Please count the lines in the entries below that include the word "leaf", and give only the number.
+++
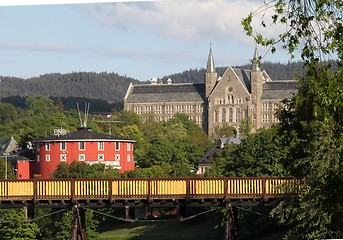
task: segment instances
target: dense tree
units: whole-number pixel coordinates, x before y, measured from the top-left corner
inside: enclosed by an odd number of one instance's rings
[[[15,107],[9,103],[0,103],[0,124],[5,124],[10,121],[15,121],[18,118],[18,113]]]
[[[293,226],[289,239],[343,237],[343,18],[342,1],[271,1],[243,20],[248,35],[252,21],[272,8],[271,22],[287,26],[279,39],[254,34],[258,43],[270,46],[282,42],[292,55],[300,49],[306,74],[299,78],[299,91],[280,113],[280,133],[291,152],[285,166],[304,177],[298,205],[281,205],[276,214]],[[266,27],[265,18],[262,26]],[[335,68],[329,57],[338,58]]]
[[[119,178],[117,169],[105,164],[87,164],[84,162],[61,163],[53,174],[54,178]]]
[[[26,80],[1,77],[0,98],[44,95],[99,99],[101,96],[102,100],[121,103],[130,82],[138,81],[106,72],[51,73]]]
[[[237,135],[237,129],[229,124],[223,124],[222,126],[217,126],[214,129],[212,138],[219,139],[223,137],[234,137]]]
[[[0,236],[4,240],[40,239],[41,233],[34,222],[24,222],[22,210],[0,210]]]
[[[242,139],[239,145],[228,144],[216,151],[210,176],[287,176],[283,167],[289,148],[285,148],[277,129],[260,129]]]
[[[226,176],[226,168],[235,163],[235,152],[237,144],[227,144],[223,149],[217,149],[212,159],[211,169],[206,170],[205,176],[223,177]]]
[[[330,54],[343,59],[342,8],[340,0],[272,0],[250,13],[242,24],[249,36],[263,46],[270,46],[272,52],[281,42],[293,57],[300,48],[301,57],[307,62],[318,61]],[[273,13],[267,19],[265,13],[269,9]],[[260,21],[259,15],[262,15],[262,27],[281,25],[285,30],[279,33],[278,38],[256,31],[252,23],[254,18]]]

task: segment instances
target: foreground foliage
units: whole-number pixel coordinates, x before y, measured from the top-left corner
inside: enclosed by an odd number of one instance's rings
[[[279,38],[254,34],[257,15],[272,9],[271,24],[285,26]],[[291,230],[287,239],[343,237],[343,3],[340,0],[278,0],[265,3],[243,19],[246,33],[276,51],[276,44],[294,56],[300,49],[306,74],[299,92],[280,112],[279,134],[290,155],[284,167],[304,177],[300,204],[281,204],[274,212]],[[261,25],[269,27],[266,16]],[[337,57],[336,66],[325,61]]]

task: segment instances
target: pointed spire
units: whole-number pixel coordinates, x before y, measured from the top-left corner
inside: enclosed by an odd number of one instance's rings
[[[252,59],[252,70],[253,71],[261,71],[260,56],[258,55],[257,45],[255,45],[254,57]]]
[[[210,52],[208,54],[206,72],[208,72],[208,73],[216,72],[216,69],[214,68],[214,60],[213,60],[213,54],[212,54],[212,44],[210,44]]]

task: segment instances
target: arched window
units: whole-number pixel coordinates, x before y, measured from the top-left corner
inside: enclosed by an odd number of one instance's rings
[[[233,121],[233,110],[232,108],[230,108],[229,110],[229,122],[232,122]]]
[[[240,122],[241,121],[241,109],[237,108],[236,109],[236,122]]]
[[[218,122],[218,112],[214,111],[214,122]]]
[[[226,122],[226,109],[222,109],[222,122]]]

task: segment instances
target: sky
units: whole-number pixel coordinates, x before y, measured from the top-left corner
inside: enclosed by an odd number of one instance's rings
[[[0,0],[0,76],[115,72],[140,81],[249,63],[240,22],[262,0]],[[257,19],[258,20],[258,19]],[[258,24],[256,23],[258,28]],[[277,35],[278,27],[267,34]],[[260,55],[267,49],[258,46]],[[281,49],[263,61],[286,63]]]

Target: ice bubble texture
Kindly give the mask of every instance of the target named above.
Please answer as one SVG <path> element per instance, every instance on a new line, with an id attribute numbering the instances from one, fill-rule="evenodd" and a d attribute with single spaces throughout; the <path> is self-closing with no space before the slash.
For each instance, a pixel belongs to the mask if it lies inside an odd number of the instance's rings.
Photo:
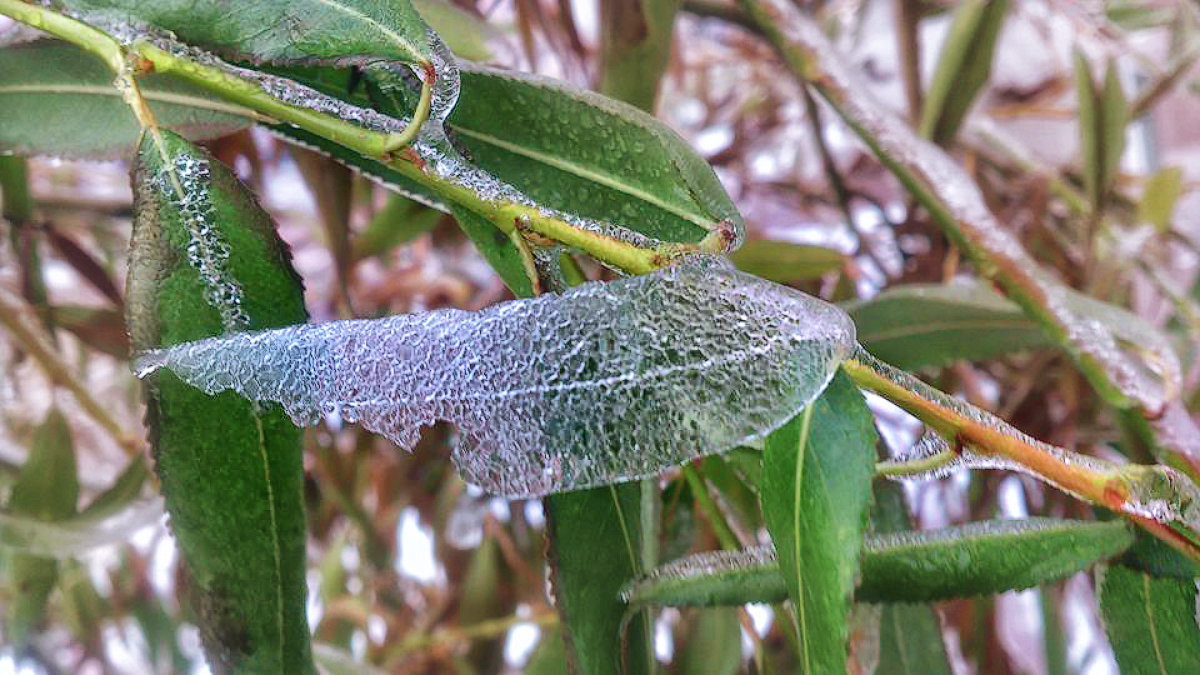
<path id="1" fill-rule="evenodd" d="M 241 333 L 143 354 L 209 394 L 339 414 L 403 448 L 457 425 L 470 483 L 535 497 L 652 476 L 759 439 L 855 345 L 840 309 L 693 259 L 479 312 L 444 309 Z"/>

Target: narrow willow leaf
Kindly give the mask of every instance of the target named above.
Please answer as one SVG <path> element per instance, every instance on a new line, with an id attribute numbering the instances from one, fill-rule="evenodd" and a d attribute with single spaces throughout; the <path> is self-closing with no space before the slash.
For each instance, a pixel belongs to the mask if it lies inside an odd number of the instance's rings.
<path id="1" fill-rule="evenodd" d="M 1008 0 L 969 0 L 954 11 L 921 110 L 921 136 L 948 145 L 992 71 Z"/>
<path id="2" fill-rule="evenodd" d="M 981 273 L 1067 349 L 1102 396 L 1150 416 L 1162 411 L 1180 381 L 1170 343 L 1159 337 L 1126 348 L 1109 327 L 1080 315 L 1064 299 L 1069 289 L 1042 270 L 996 220 L 971 177 L 881 106 L 819 26 L 786 0 L 743 3 L 792 70 L 821 92 Z"/>
<path id="3" fill-rule="evenodd" d="M 408 448 L 458 425 L 464 477 L 510 497 L 606 485 L 761 438 L 854 346 L 836 307 L 717 259 L 481 312 L 205 340 L 141 357 L 213 394 L 337 412 Z"/>
<path id="4" fill-rule="evenodd" d="M 1103 141 L 1100 189 L 1108 194 L 1112 192 L 1121 168 L 1121 155 L 1125 152 L 1125 126 L 1129 123 L 1129 101 L 1125 98 L 1117 64 L 1113 61 L 1108 62 L 1104 71 L 1104 91 L 1100 93 L 1099 105 L 1099 136 Z"/>
<path id="5" fill-rule="evenodd" d="M 134 171 L 127 307 L 136 349 L 306 318 L 274 224 L 233 173 L 163 132 Z M 277 406 L 145 388 L 155 469 L 214 670 L 308 672 L 300 431 Z M 235 506 L 236 505 L 236 506 Z"/>
<path id="6" fill-rule="evenodd" d="M 159 124 L 192 139 L 247 127 L 249 110 L 162 75 L 138 78 Z M 66 43 L 39 40 L 0 49 L 0 151 L 81 159 L 115 158 L 141 128 L 100 59 Z"/>
<path id="7" fill-rule="evenodd" d="M 313 660 L 322 675 L 382 675 L 384 672 L 333 645 L 318 642 L 313 645 L 312 651 Z"/>
<path id="8" fill-rule="evenodd" d="M 385 256 L 437 226 L 442 214 L 404 195 L 391 195 L 362 231 L 354 236 L 350 256 L 362 260 Z"/>
<path id="9" fill-rule="evenodd" d="M 845 374 L 767 438 L 763 515 L 795 608 L 803 673 L 846 668 L 877 441 L 874 418 Z"/>
<path id="10" fill-rule="evenodd" d="M 1087 57 L 1075 50 L 1075 96 L 1078 101 L 1079 154 L 1083 172 L 1083 187 L 1092 208 L 1100 201 L 1102 153 L 1100 151 L 1100 110 L 1096 97 L 1096 81 Z"/>
<path id="11" fill-rule="evenodd" d="M 1117 555 L 1132 541 L 1128 526 L 1117 520 L 997 520 L 870 534 L 855 599 L 933 602 L 1029 588 Z M 635 605 L 715 607 L 778 602 L 787 597 L 787 586 L 768 545 L 681 558 L 623 593 Z"/>
<path id="12" fill-rule="evenodd" d="M 652 627 L 628 617 L 621 588 L 641 572 L 641 485 L 551 495 L 546 505 L 554 605 L 563 617 L 569 661 L 580 673 L 649 672 Z M 580 527 L 588 523 L 588 527 Z M 562 662 L 557 664 L 562 672 Z"/>
<path id="13" fill-rule="evenodd" d="M 1051 519 L 968 523 L 868 541 L 857 597 L 929 602 L 1036 586 L 1111 557 L 1133 543 L 1124 521 Z"/>
<path id="14" fill-rule="evenodd" d="M 469 209 L 454 205 L 450 207 L 450 213 L 513 295 L 528 298 L 535 294 L 537 289 L 529 278 L 521 252 L 508 235 Z"/>
<path id="15" fill-rule="evenodd" d="M 1146 572 L 1152 577 L 1200 578 L 1200 563 L 1189 560 L 1143 530 L 1138 530 L 1136 535 L 1133 546 L 1120 558 L 1122 565 Z"/>
<path id="16" fill-rule="evenodd" d="M 858 341 L 905 370 L 1053 344 L 1018 305 L 982 284 L 898 286 L 845 309 Z"/>
<path id="17" fill-rule="evenodd" d="M 912 530 L 898 483 L 876 481 L 871 526 L 877 534 Z M 932 605 L 887 603 L 880 607 L 879 662 L 896 675 L 950 675 L 941 622 Z"/>
<path id="18" fill-rule="evenodd" d="M 742 244 L 729 259 L 743 272 L 781 284 L 819 279 L 846 263 L 845 255 L 824 246 L 763 239 Z"/>
<path id="19" fill-rule="evenodd" d="M 1171 214 L 1183 195 L 1183 170 L 1177 166 L 1160 169 L 1146 180 L 1138 202 L 1138 220 L 1150 223 L 1159 232 L 1171 229 Z"/>
<path id="20" fill-rule="evenodd" d="M 78 500 L 79 477 L 71 429 L 58 408 L 52 408 L 34 433 L 7 511 L 34 522 L 53 522 L 72 516 Z M 19 554 L 8 561 L 7 568 L 12 604 L 5 611 L 6 625 L 9 638 L 20 649 L 46 611 L 50 591 L 58 583 L 58 565 L 41 556 Z"/>
<path id="21" fill-rule="evenodd" d="M 1100 613 L 1122 673 L 1200 672 L 1197 581 L 1155 579 L 1122 565 L 1096 574 Z"/>

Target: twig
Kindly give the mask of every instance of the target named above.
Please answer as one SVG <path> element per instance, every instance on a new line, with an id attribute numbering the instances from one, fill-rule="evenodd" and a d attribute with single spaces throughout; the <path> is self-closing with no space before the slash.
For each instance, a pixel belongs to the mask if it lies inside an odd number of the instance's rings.
<path id="1" fill-rule="evenodd" d="M 13 297 L 7 290 L 0 289 L 0 323 L 16 339 L 21 348 L 28 352 L 46 376 L 75 397 L 88 416 L 96 421 L 113 440 L 120 445 L 130 457 L 137 456 L 142 451 L 141 439 L 125 431 L 120 423 L 109 414 L 108 409 L 92 397 L 87 387 L 63 363 L 58 353 L 49 344 L 45 336 L 29 325 L 26 316 L 25 303 Z"/>

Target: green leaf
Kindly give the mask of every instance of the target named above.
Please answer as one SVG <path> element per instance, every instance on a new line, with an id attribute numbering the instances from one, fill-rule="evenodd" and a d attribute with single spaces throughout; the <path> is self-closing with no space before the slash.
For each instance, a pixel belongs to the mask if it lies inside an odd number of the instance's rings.
<path id="1" fill-rule="evenodd" d="M 134 193 L 135 349 L 306 319 L 270 217 L 207 152 L 170 132 L 161 146 L 147 134 Z M 213 669 L 311 671 L 300 431 L 277 406 L 206 396 L 170 375 L 145 393 L 155 469 Z"/>
<path id="2" fill-rule="evenodd" d="M 831 248 L 762 239 L 742 244 L 729 259 L 743 272 L 781 284 L 820 279 L 846 263 L 846 256 Z"/>
<path id="3" fill-rule="evenodd" d="M 8 499 L 8 512 L 38 520 L 64 520 L 75 514 L 78 500 L 71 429 L 58 408 L 51 408 L 34 433 L 29 457 Z"/>
<path id="4" fill-rule="evenodd" d="M 689 623 L 687 642 L 678 656 L 681 675 L 736 675 L 742 665 L 742 623 L 738 609 L 699 610 Z"/>
<path id="5" fill-rule="evenodd" d="M 404 195 L 391 195 L 371 222 L 354 236 L 350 257 L 384 256 L 437 226 L 442 214 Z"/>
<path id="6" fill-rule="evenodd" d="M 521 253 L 508 235 L 496 229 L 479 214 L 461 206 L 451 206 L 450 213 L 513 295 L 527 298 L 534 294 L 533 282 L 525 272 Z"/>
<path id="7" fill-rule="evenodd" d="M 1123 521 L 1043 518 L 881 535 L 865 547 L 857 597 L 930 602 L 1029 588 L 1074 574 L 1131 543 Z"/>
<path id="8" fill-rule="evenodd" d="M 252 114 L 162 75 L 138 78 L 159 124 L 202 140 L 250 125 Z M 141 128 L 104 63 L 66 43 L 0 49 L 0 151 L 99 159 L 124 155 Z"/>
<path id="9" fill-rule="evenodd" d="M 649 670 L 651 627 L 644 612 L 624 625 L 628 607 L 620 594 L 641 573 L 640 501 L 639 483 L 566 492 L 543 501 L 554 603 L 576 672 Z"/>
<path id="10" fill-rule="evenodd" d="M 79 478 L 71 429 L 58 408 L 51 408 L 33 436 L 29 456 L 13 484 L 8 512 L 33 521 L 63 520 L 75 513 Z M 50 592 L 58 582 L 54 560 L 20 554 L 8 564 L 8 589 L 12 605 L 7 625 L 13 644 L 23 647 L 46 611 Z"/>
<path id="11" fill-rule="evenodd" d="M 1200 563 L 1189 560 L 1179 551 L 1167 546 L 1157 537 L 1138 530 L 1133 546 L 1121 556 L 1122 565 L 1148 573 L 1152 577 L 1195 579 L 1200 577 Z"/>
<path id="12" fill-rule="evenodd" d="M 1086 569 L 1132 542 L 1119 520 L 992 520 L 869 534 L 855 599 L 933 602 L 1029 588 Z M 788 591 L 779 569 L 769 547 L 701 553 L 663 565 L 623 592 L 635 605 L 777 602 Z"/>
<path id="13" fill-rule="evenodd" d="M 1104 153 L 1100 147 L 1100 103 L 1096 95 L 1096 81 L 1092 79 L 1092 66 L 1087 57 L 1075 50 L 1075 96 L 1079 106 L 1079 154 L 1082 163 L 1083 187 L 1092 208 L 1100 202 L 1100 186 L 1104 173 Z"/>
<path id="14" fill-rule="evenodd" d="M 874 532 L 912 530 L 904 492 L 899 483 L 875 483 Z M 950 675 L 950 659 L 937 612 L 928 604 L 888 603 L 879 614 L 879 662 L 896 675 Z"/>
<path id="15" fill-rule="evenodd" d="M 1100 95 L 1100 137 L 1103 139 L 1101 157 L 1100 189 L 1106 194 L 1112 191 L 1117 173 L 1121 168 L 1121 155 L 1125 152 L 1125 126 L 1129 123 L 1129 101 L 1121 87 L 1117 64 L 1108 62 L 1104 72 L 1104 91 Z"/>
<path id="16" fill-rule="evenodd" d="M 1196 580 L 1112 565 L 1096 574 L 1100 613 L 1126 675 L 1200 672 Z"/>
<path id="17" fill-rule="evenodd" d="M 95 23 L 139 19 L 191 45 L 251 61 L 429 63 L 428 27 L 409 0 L 53 0 Z M 100 12 L 100 14 L 91 14 Z M 134 24 L 136 25 L 136 24 Z"/>
<path id="18" fill-rule="evenodd" d="M 1008 4 L 1008 0 L 969 0 L 955 10 L 921 110 L 921 136 L 942 146 L 954 140 L 991 75 Z"/>
<path id="19" fill-rule="evenodd" d="M 897 368 L 983 360 L 1054 343 L 984 284 L 911 284 L 845 307 L 858 341 Z"/>
<path id="20" fill-rule="evenodd" d="M 1183 170 L 1177 166 L 1160 169 L 1146 180 L 1138 202 L 1138 221 L 1150 223 L 1159 232 L 1171 229 L 1171 214 L 1183 195 Z"/>
<path id="21" fill-rule="evenodd" d="M 796 612 L 800 668 L 843 672 L 875 470 L 874 418 L 844 373 L 767 438 L 762 504 Z"/>

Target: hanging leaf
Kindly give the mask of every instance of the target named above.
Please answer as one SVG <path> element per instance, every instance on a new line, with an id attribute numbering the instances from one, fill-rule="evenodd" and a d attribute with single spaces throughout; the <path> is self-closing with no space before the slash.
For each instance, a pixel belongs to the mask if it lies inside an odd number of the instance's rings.
<path id="1" fill-rule="evenodd" d="M 742 666 L 742 623 L 738 609 L 698 610 L 677 657 L 681 675 L 736 675 Z"/>
<path id="2" fill-rule="evenodd" d="M 905 370 L 1053 344 L 1019 306 L 982 284 L 899 286 L 845 309 L 858 341 Z"/>
<path id="3" fill-rule="evenodd" d="M 853 347 L 836 307 L 709 258 L 479 312 L 197 341 L 135 367 L 281 403 L 297 423 L 338 411 L 402 448 L 453 422 L 464 479 L 516 498 L 651 477 L 761 438 Z"/>
<path id="4" fill-rule="evenodd" d="M 1123 565 L 1097 571 L 1100 613 L 1122 673 L 1200 672 L 1196 584 Z"/>
<path id="5" fill-rule="evenodd" d="M 207 152 L 147 134 L 134 193 L 135 349 L 305 320 L 270 217 Z M 299 430 L 278 407 L 206 396 L 172 377 L 145 392 L 155 469 L 213 669 L 311 671 Z"/>
<path id="6" fill-rule="evenodd" d="M 138 79 L 159 124 L 195 140 L 249 126 L 251 111 L 162 75 Z M 0 151 L 76 159 L 121 157 L 141 129 L 95 56 L 55 40 L 0 49 Z"/>
<path id="7" fill-rule="evenodd" d="M 803 673 L 846 668 L 877 440 L 874 418 L 844 374 L 767 439 L 763 515 L 795 608 Z"/>
<path id="8" fill-rule="evenodd" d="M 652 626 L 641 612 L 626 623 L 627 606 L 620 595 L 641 572 L 640 492 L 639 484 L 626 483 L 554 495 L 544 502 L 554 604 L 578 672 L 650 670 Z M 593 525 L 561 526 L 581 522 Z M 605 564 L 596 564 L 598 560 Z"/>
+++
### Result of this task
3